**Work request**
Copy the following lines word for word, covering every record.

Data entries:
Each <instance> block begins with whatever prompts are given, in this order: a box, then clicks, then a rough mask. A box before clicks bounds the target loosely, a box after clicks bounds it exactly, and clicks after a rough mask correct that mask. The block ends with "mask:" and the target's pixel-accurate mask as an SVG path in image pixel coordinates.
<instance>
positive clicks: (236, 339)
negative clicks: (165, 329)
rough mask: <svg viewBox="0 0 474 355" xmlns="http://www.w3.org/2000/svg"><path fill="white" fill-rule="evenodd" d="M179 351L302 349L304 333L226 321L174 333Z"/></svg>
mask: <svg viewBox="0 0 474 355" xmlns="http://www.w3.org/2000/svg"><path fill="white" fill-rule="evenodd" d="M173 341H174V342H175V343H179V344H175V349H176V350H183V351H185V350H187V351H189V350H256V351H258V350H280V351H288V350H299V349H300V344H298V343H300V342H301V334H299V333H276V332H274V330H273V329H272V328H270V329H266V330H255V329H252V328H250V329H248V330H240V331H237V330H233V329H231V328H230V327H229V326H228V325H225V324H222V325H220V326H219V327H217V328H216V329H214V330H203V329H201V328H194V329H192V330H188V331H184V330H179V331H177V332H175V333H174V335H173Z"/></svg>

**Solution to this task**
Each <instance> block begins with whatever prompts are given, in this order: a box, then clicks, then a rough mask. A box before clicks bounds the target loosely, a box after clicks bounds it exactly, and clicks after a rough mask correct that mask. The block ends with "mask:" and the target's pixel-accurate mask as an SVG path in image pixel coordinates.
<instance>
positive clicks: (236, 339)
negative clicks: (165, 329)
rough mask: <svg viewBox="0 0 474 355" xmlns="http://www.w3.org/2000/svg"><path fill="white" fill-rule="evenodd" d="M179 351L302 349L304 333L226 321L174 333Z"/></svg>
mask: <svg viewBox="0 0 474 355" xmlns="http://www.w3.org/2000/svg"><path fill="white" fill-rule="evenodd" d="M173 341H174V342H175V343H179V344H175V349H176V350H183V351H185V350H187V351H189V350H256V351H258V350H280V351H288V350H299V349H300V344H298V343H300V342H301V334H299V333H276V332H274V330H273V329H272V328H270V329H266V330H255V329H252V328H250V329H248V330H240V331H237V330H233V329H231V328H230V327H229V326H228V325H225V324H222V325H220V326H219V327H217V328H216V329H214V330H203V329H201V328H194V329H192V330H188V331H184V330H179V331H177V332H175V333H174V335H173Z"/></svg>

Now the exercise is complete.